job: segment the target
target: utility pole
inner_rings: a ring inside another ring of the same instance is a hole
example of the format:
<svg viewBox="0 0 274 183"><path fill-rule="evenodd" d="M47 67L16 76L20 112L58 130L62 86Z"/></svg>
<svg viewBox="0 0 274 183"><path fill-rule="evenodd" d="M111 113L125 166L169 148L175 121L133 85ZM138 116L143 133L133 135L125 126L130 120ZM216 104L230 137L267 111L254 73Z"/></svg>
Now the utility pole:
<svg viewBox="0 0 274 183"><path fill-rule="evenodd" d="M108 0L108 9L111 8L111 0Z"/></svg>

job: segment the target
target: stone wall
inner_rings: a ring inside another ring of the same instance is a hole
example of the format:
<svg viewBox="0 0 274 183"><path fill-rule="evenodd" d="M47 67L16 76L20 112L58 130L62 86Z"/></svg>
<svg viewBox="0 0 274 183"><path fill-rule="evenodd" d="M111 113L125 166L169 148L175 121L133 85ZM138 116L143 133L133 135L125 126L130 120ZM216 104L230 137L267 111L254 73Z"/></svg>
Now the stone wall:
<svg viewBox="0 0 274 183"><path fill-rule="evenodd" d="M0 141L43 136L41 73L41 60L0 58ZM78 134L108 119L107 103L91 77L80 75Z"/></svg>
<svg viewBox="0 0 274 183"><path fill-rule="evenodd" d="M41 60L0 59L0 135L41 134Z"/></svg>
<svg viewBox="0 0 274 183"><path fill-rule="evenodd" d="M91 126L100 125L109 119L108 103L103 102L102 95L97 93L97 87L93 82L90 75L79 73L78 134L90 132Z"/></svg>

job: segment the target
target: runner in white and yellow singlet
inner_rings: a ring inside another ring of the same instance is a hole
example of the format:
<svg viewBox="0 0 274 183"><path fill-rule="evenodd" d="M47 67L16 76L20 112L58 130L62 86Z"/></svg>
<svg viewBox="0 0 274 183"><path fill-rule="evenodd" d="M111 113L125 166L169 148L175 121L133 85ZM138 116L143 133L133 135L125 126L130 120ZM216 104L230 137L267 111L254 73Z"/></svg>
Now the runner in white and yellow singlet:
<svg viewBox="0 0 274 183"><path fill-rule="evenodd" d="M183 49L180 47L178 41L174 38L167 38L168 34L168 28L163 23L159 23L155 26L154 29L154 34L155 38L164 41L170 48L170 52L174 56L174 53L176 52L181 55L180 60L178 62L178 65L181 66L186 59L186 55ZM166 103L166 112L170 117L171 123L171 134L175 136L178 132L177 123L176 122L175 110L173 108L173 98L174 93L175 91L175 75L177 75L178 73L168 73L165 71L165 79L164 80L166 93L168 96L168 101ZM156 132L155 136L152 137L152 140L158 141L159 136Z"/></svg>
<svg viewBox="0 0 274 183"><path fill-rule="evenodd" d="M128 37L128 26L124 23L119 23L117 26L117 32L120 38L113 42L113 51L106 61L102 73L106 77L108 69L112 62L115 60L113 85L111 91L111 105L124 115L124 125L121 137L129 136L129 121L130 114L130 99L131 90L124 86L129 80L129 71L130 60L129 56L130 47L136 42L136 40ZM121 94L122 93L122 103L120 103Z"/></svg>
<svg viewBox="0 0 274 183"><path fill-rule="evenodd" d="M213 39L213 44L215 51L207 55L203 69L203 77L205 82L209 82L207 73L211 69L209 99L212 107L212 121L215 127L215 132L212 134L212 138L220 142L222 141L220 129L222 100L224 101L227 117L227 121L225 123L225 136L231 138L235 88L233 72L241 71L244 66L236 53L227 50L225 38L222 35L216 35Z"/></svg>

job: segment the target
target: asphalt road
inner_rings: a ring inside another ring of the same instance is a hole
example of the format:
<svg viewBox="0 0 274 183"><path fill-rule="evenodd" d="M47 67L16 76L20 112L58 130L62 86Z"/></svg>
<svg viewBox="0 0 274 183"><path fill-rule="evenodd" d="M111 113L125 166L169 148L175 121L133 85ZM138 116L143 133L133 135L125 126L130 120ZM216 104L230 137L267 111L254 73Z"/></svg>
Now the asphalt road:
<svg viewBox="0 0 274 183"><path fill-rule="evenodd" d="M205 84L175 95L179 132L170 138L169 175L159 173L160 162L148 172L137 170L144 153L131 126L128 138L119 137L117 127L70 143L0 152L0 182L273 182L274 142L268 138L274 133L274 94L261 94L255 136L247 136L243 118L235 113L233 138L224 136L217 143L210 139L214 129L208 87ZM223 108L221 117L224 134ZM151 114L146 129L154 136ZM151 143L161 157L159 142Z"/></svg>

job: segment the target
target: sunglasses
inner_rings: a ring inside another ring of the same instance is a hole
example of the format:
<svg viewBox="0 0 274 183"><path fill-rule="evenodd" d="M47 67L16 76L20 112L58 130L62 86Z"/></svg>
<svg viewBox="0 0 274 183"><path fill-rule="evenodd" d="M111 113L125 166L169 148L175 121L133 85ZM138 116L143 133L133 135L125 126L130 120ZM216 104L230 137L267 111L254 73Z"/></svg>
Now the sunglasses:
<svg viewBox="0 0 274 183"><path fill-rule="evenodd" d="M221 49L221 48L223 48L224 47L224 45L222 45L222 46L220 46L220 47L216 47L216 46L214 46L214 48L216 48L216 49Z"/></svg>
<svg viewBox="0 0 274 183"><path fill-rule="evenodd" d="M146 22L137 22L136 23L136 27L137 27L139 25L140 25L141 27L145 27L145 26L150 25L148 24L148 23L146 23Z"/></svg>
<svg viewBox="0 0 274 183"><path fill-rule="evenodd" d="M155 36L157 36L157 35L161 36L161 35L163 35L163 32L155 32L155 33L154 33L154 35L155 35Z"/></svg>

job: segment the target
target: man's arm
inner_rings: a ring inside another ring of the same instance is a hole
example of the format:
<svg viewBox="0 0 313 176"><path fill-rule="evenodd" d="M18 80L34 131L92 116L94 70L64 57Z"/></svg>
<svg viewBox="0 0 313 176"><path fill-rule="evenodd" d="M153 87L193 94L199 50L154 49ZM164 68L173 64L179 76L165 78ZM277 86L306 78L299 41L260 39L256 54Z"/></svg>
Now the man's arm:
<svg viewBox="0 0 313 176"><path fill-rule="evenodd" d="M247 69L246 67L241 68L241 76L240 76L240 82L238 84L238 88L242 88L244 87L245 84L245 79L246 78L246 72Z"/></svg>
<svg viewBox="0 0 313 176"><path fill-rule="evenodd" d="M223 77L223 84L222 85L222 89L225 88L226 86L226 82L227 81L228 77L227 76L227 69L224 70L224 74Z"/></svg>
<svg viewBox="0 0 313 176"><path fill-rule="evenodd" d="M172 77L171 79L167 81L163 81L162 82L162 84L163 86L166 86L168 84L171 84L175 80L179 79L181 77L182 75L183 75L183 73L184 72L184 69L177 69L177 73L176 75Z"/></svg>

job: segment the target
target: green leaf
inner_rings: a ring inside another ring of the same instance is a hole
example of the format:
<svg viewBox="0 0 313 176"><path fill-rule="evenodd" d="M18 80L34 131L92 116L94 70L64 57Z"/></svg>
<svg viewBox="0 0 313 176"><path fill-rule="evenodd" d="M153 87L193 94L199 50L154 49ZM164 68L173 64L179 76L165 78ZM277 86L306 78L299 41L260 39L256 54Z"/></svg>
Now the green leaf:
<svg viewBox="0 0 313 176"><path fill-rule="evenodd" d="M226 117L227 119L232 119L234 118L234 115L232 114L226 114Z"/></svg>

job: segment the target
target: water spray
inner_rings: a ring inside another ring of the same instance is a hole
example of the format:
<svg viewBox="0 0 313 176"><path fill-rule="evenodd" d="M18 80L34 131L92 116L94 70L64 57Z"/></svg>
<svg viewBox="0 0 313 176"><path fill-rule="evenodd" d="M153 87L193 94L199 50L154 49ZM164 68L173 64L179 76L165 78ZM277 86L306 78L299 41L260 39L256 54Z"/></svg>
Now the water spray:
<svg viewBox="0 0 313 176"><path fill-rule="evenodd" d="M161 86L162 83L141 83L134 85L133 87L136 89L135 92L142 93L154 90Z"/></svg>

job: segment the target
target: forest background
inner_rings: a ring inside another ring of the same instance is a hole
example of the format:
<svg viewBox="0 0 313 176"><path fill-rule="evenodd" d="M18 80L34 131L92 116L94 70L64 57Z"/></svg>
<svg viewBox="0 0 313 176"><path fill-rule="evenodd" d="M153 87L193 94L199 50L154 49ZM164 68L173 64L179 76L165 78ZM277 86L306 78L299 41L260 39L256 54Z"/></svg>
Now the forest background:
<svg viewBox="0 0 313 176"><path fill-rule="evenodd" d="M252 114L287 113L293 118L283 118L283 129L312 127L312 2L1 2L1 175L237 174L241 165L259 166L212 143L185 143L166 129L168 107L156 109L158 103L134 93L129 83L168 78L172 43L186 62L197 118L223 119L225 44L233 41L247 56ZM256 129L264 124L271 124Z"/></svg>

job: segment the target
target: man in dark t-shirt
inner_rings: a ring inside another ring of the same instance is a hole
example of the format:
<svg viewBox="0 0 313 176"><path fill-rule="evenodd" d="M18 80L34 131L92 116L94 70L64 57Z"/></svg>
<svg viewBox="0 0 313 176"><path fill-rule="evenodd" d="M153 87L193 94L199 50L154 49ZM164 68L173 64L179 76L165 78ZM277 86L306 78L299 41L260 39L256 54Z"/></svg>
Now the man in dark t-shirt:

-- EXERCISE OBJECTIVE --
From the data, select each line containing the string "utility".

-- FINISHED EXERCISE --
target: utility pole
Now the utility pole:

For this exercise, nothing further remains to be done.